> _REQUIRED ACTION_: From the data, return each line holding the word "answer".

> _EXERCISE INPUT_:
---*---

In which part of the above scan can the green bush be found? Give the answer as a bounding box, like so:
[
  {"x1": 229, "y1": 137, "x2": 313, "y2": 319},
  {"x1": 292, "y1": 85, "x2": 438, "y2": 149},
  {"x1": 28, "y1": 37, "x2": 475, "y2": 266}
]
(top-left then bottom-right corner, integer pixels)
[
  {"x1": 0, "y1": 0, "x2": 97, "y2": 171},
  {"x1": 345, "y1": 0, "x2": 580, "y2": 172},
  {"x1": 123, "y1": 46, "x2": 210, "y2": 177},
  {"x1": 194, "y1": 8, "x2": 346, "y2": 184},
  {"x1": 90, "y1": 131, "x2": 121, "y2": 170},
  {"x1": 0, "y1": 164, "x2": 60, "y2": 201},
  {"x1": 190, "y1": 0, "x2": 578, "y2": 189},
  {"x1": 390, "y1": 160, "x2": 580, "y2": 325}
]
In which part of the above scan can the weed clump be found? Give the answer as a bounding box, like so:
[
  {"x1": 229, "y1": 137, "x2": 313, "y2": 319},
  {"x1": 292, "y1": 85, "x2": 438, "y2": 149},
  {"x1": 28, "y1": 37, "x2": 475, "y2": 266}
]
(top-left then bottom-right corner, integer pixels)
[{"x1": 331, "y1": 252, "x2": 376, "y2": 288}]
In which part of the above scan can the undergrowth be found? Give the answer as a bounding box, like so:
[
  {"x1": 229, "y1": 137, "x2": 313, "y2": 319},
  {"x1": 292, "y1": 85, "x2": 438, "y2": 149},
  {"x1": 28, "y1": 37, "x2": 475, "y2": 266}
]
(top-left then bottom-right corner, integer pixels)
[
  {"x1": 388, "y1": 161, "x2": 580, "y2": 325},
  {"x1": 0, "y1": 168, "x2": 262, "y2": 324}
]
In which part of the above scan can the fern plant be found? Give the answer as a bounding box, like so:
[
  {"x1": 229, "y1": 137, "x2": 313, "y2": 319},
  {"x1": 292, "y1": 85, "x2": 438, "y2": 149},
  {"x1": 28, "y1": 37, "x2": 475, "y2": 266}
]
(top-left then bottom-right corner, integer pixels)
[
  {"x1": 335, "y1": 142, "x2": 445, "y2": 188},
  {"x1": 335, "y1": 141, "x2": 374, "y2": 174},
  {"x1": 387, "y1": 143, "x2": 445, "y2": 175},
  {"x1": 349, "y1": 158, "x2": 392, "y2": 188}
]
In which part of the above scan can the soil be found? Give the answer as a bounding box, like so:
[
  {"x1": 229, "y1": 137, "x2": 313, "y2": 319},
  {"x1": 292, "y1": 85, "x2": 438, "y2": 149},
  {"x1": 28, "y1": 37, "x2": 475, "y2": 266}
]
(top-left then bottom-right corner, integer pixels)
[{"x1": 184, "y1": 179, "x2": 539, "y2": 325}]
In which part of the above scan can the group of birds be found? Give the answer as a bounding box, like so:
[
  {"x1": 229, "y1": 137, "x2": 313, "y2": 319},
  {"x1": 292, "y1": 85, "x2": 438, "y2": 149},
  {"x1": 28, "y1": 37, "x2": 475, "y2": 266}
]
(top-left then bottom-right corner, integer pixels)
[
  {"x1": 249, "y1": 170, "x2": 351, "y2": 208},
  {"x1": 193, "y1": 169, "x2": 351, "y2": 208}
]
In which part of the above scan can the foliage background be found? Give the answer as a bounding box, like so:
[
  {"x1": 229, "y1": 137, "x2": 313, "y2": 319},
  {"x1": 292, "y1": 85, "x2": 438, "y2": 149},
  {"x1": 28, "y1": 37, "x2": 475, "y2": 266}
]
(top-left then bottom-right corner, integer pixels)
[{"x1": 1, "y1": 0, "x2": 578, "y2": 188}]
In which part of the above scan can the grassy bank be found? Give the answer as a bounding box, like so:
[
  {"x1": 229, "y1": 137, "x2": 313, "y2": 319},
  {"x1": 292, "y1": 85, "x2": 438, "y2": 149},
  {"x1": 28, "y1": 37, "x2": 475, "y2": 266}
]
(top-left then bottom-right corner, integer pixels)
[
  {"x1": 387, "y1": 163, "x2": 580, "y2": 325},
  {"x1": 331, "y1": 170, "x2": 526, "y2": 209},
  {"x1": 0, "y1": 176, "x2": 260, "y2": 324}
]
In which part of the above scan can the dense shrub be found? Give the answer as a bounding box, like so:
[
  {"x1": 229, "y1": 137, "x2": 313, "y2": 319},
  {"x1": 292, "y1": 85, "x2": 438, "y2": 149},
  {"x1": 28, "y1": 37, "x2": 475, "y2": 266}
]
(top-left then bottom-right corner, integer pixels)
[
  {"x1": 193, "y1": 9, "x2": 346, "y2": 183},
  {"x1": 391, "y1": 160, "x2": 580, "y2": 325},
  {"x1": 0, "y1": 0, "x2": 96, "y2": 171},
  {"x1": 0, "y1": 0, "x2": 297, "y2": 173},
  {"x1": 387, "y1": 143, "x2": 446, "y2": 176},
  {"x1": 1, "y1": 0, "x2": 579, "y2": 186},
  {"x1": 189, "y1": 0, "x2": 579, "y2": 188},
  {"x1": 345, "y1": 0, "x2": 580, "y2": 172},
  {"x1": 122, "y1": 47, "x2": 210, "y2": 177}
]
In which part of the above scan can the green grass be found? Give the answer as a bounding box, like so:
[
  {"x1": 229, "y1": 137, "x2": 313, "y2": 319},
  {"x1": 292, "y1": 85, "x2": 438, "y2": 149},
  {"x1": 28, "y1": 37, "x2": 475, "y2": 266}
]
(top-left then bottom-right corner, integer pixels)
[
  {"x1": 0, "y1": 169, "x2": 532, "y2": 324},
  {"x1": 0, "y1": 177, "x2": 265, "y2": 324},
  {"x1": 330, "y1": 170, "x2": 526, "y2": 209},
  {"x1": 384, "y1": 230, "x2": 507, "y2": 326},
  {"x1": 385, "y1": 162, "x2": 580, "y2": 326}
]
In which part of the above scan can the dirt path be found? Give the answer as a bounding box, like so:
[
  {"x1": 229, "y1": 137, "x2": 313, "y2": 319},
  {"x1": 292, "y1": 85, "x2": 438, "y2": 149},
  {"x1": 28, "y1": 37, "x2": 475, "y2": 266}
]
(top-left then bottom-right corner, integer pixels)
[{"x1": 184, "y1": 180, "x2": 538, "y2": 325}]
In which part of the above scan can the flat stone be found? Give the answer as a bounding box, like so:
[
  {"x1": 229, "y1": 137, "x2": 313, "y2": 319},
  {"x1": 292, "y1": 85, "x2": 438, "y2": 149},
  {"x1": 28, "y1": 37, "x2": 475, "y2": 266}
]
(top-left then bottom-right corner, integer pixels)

---*---

> _THE COMPLETED TASK_:
In which part of the above scan can the green bush be found? Give the answer as a bounding box, like so:
In which part of the above scan can the weed clump be found? Give the answer as a bounding box, like so:
In which part of the above scan can the undergrowth be found? Give the answer as a bounding box, like so:
In which part of the above scan can the fern plant be found? Give the answer as a bounding box, like so:
In which part of the above scan can the soil be found? Give the answer as a bounding box, like so:
In which part of the above scan can the group of birds be found? Give the answer as a bounding box, like so:
In which part of the above scan can the foliage background be found? Give the answer as a bounding box, like so:
In which part of the above scan can the grassy bank be found? Give the answer as a bounding box, like so:
In which part of the above scan can the dense shrub be found? Give the answer as a bounding box, like so:
In which part of the above scan can the green grass be found? Give the answer as a bounding box, like so:
In which part of the above scan can the dirt path be found? Give the answer as a bounding box, like so:
In which part of the above scan can the flat stone be found? Give the answer as a bounding box, like so:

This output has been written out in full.